→ INSTRUCTIONS TO FOLLOW:
Your answer should be a single number: how many lines in the data below hold the string "airplane".

→ RECORDS TO USE:
#####

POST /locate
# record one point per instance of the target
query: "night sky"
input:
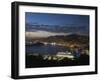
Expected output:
(57, 19)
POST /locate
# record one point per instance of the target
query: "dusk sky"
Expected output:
(57, 19)
(67, 24)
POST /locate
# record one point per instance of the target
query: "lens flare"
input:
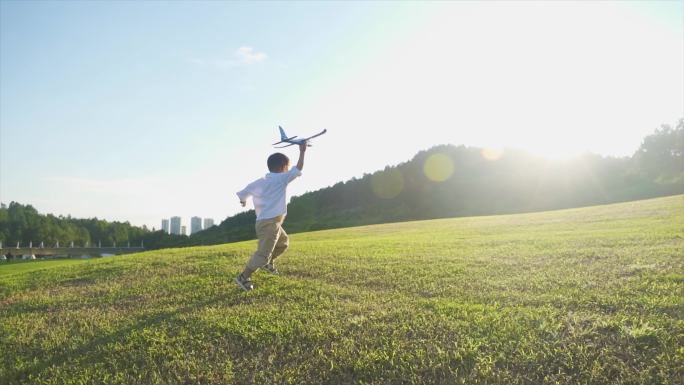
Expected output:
(438, 167)
(387, 184)
(492, 153)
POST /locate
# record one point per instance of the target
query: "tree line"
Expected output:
(444, 181)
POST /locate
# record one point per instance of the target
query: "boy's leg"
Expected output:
(267, 232)
(281, 245)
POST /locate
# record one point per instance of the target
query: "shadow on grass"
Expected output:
(90, 349)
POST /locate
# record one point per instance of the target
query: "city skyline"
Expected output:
(174, 225)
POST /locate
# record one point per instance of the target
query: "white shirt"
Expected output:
(268, 193)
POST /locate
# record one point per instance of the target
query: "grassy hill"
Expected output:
(582, 296)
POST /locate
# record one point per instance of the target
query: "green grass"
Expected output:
(582, 296)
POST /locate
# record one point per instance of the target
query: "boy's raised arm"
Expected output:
(302, 150)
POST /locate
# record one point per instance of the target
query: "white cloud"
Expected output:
(243, 56)
(247, 55)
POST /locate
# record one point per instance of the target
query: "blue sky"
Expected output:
(143, 110)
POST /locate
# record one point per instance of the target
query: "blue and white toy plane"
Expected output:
(292, 141)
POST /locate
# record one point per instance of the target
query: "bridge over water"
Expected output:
(20, 250)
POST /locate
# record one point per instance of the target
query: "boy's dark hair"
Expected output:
(277, 161)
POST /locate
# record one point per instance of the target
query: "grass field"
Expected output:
(583, 296)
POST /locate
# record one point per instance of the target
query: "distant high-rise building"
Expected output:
(175, 225)
(195, 225)
(208, 222)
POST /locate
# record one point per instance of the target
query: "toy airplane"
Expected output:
(292, 141)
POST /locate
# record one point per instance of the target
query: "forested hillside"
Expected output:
(444, 181)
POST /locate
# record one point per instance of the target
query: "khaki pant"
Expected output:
(273, 241)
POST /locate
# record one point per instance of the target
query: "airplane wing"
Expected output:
(319, 134)
(291, 144)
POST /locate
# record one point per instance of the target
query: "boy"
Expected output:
(268, 195)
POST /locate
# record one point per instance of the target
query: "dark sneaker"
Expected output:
(244, 283)
(271, 269)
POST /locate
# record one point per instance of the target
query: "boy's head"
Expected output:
(278, 162)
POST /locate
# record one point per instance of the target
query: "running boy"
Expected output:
(268, 195)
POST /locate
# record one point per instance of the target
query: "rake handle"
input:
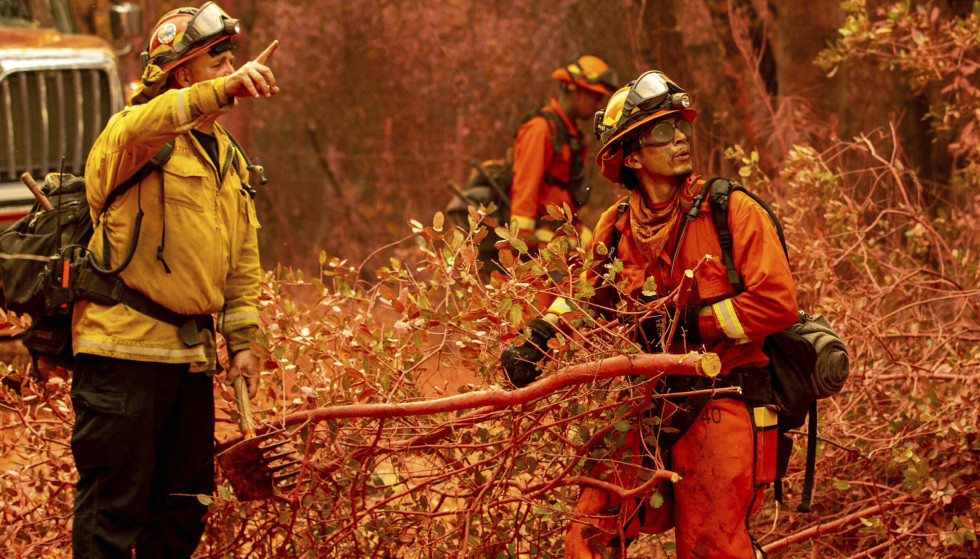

#####

→ WRITTEN RESPONSE:
2